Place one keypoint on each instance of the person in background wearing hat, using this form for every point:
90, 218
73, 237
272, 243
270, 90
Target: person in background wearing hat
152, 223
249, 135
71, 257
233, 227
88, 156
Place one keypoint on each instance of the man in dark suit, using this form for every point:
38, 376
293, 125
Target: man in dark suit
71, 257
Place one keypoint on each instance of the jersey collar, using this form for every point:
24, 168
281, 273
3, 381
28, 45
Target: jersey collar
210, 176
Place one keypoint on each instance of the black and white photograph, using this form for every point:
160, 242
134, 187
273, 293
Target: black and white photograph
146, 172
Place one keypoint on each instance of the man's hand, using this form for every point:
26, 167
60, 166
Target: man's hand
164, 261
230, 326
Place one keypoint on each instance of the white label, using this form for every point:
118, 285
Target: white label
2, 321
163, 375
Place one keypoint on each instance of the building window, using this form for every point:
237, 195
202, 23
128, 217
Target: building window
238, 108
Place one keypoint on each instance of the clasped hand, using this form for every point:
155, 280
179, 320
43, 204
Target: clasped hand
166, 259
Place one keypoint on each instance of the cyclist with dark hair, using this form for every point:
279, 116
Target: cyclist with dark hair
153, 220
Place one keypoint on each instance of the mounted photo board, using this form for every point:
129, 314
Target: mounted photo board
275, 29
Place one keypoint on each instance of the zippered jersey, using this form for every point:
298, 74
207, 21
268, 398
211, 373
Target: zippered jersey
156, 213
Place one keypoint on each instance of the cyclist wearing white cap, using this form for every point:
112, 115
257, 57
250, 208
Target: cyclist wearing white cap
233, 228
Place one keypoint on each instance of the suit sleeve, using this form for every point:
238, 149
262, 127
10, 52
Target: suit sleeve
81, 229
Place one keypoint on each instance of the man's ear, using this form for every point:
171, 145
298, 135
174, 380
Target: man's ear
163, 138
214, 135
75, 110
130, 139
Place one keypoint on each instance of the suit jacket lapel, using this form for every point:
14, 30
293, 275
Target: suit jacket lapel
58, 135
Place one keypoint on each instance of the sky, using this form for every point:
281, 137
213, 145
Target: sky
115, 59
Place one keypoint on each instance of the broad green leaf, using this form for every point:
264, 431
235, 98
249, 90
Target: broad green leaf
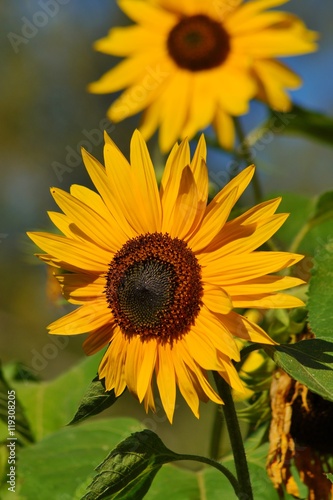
61, 464
95, 400
12, 413
129, 469
301, 121
308, 361
321, 293
175, 483
50, 405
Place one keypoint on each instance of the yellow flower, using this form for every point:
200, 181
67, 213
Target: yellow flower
194, 63
157, 272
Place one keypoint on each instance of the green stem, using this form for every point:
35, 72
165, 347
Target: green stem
228, 474
246, 154
235, 437
216, 436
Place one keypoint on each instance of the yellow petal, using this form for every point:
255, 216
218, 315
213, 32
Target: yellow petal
166, 379
83, 320
126, 41
98, 176
217, 299
174, 115
264, 284
237, 268
224, 127
98, 339
81, 255
148, 350
146, 190
213, 222
271, 301
149, 15
79, 288
241, 327
97, 229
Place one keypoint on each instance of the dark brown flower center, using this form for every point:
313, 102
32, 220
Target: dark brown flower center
198, 42
154, 288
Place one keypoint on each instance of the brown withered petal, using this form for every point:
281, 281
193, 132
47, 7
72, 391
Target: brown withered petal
294, 441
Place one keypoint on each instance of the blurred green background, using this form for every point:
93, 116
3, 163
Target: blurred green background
46, 114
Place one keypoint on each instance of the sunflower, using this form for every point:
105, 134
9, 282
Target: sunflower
157, 272
199, 62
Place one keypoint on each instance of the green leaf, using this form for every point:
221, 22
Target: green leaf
329, 476
306, 222
301, 121
50, 405
321, 293
12, 413
130, 467
175, 483
61, 464
308, 361
95, 400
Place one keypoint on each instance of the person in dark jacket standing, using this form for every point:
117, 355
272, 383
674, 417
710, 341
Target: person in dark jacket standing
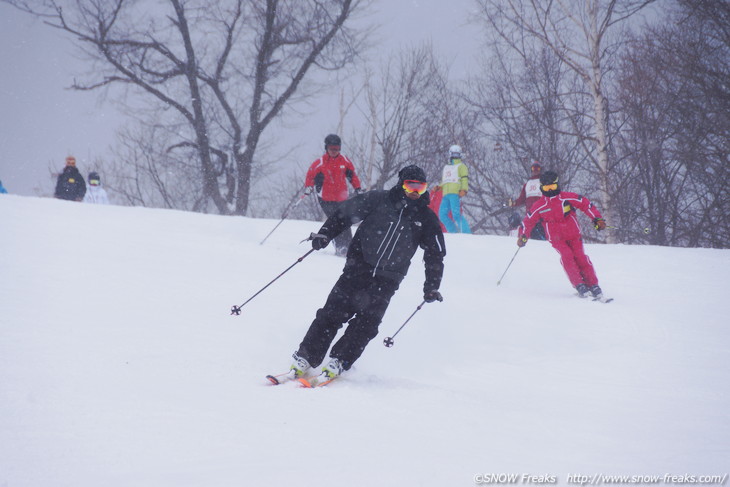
70, 184
329, 176
394, 224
========================
• [Description of the task]: The output should consist of the records above, reproduced exactly, without pictures.

• [Task response]:
Place one keypoint on each instance of the person in background wearing hat, using this form for every point:
90, 218
73, 237
272, 243
270, 90
Target: person in background wearing hat
152, 223
249, 135
71, 257
233, 227
88, 156
Place one keypoint on each instance of the man in dark suit, using this form for every point:
38, 376
293, 125
Target: man in dark suit
71, 257
Place one keypoint on each instance of the jersey collar, using this form for every point:
24, 168
281, 273
3, 381
28, 45
Target: jersey collar
210, 176
Place one keypoint on each instance of the black and white photograph, using this form for every point:
160, 242
134, 187
273, 293
Target: black and white photograph
146, 172
Place one keypoint on each instance of the man's hand, using this form for every point:
26, 167
60, 166
Target: man's hand
164, 261
230, 326
Place one keypoint on each instance of the white label, using this form for every point:
118, 285
Target: white label
2, 321
163, 375
Place one keypoint on each instance of the building window, using this form for every point:
237, 195
202, 23
128, 217
Target: building window
238, 108
Place one keypoint on each instance of the clasped hand, using this form for every point:
155, 280
179, 320
43, 204
Target: clasped hand
166, 259
Place one keypoint on each instance of the cyclist with dark hair, using this form for every point:
279, 116
Target: cyclist with dark hair
153, 220
Place one keypoint on each instance of the mounted photo board, using this form for every point:
129, 314
Target: mounted photo board
275, 29
Place one keypoint on each instance of the zippered jersey, using this form for every point:
298, 74
207, 21
268, 398
211, 373
Target: zippered jersey
156, 213
Place one keypoint on each instance of the cyclist wearing white cap, using this form for every point:
112, 115
257, 57
250, 208
Target: cyclist wearing white cap
233, 228
Place one keypoint on each instance of the suit sleeve, using this form for every point:
238, 149
262, 127
10, 52
Target: suit sleeve
81, 229
Place one keypoint on each instance of the man's ear, using this form for every point:
171, 145
298, 135
174, 380
Target: man's ear
163, 138
214, 135
75, 110
130, 139
Place one keypoint on each instance of the suit jacket lapel, using this form for every point:
14, 30
293, 275
Target: suit jacket lapel
58, 135
Place one keypoint on each instance of the sky, using this form for every point:
281, 137
213, 145
Target: sky
115, 59
Place one keypoint on each instance of the broad green leaf, using this form for every point:
264, 431
235, 98
249, 90
Target: broad green leaf
61, 464
95, 400
12, 413
129, 469
301, 121
308, 361
321, 293
175, 483
50, 405
Place one keypoint on each instance of the yellow flower, using this form for every point:
200, 181
67, 213
Target: yellow flower
194, 63
157, 272
Place one keypoint on each instance of the green stem, using this form for every point:
35, 72
165, 347
Target: green stem
228, 474
246, 154
235, 437
216, 436
Place one keypoint on each instance of the yellow petal, using this form for every point:
255, 216
218, 315
213, 32
Target: yellow petal
166, 379
83, 320
126, 41
98, 176
217, 299
174, 115
264, 284
237, 268
224, 127
98, 339
81, 255
148, 350
146, 190
213, 222
271, 301
149, 15
79, 288
241, 327
97, 229
Place one keypoint on each instance of the dark brown flower center, using this form for every point:
313, 102
32, 220
Target: dark brown flower center
198, 42
154, 288
Place one keypoint on each instance of the brown withered petal, using this form for every point:
281, 281
193, 132
47, 7
72, 391
Target: brown withered petal
294, 441
Place one keypoint on each instance of the blurred green background, using this form for every point:
93, 116
3, 163
Target: blurred green background
46, 114
Place one keypoint on each instance of the sunflower, using this form for every point:
105, 134
9, 282
Target: sunflower
157, 272
199, 62
Place one keypoint on each instance of the green leaf, using this form for every point:
221, 22
Target: green leaf
329, 476
306, 222
301, 121
50, 405
321, 293
12, 413
130, 467
175, 483
61, 464
308, 361
95, 400
Place one keypoint on each instance of the person in dark jacket standing, using this form for every point:
117, 355
272, 383
674, 417
710, 341
Target: person in dark jacket standing
70, 184
329, 176
394, 224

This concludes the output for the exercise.